WHAT TO WORK ON
The expected answer is the data below, printed verbatim without its pictures.
=== LISTED ENTRIES ===
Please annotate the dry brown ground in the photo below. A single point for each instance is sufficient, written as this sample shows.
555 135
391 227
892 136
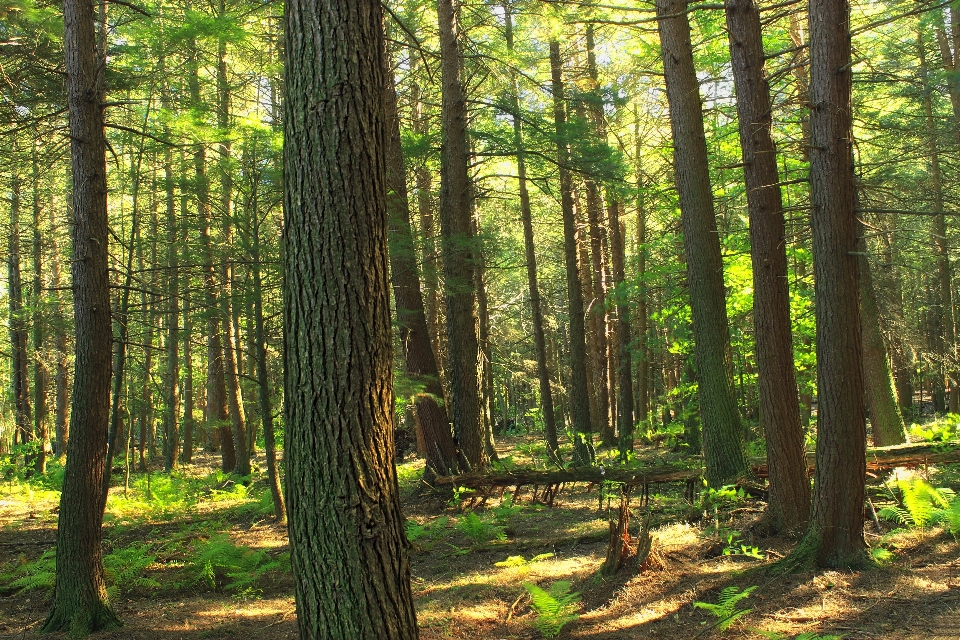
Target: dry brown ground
===
ANSWER BOX
Please annotate the dry brown ground in the photo below. A single point for each instance is sufficient, written as this sample shows.
555 135
391 227
892 136
Target: dry brown ground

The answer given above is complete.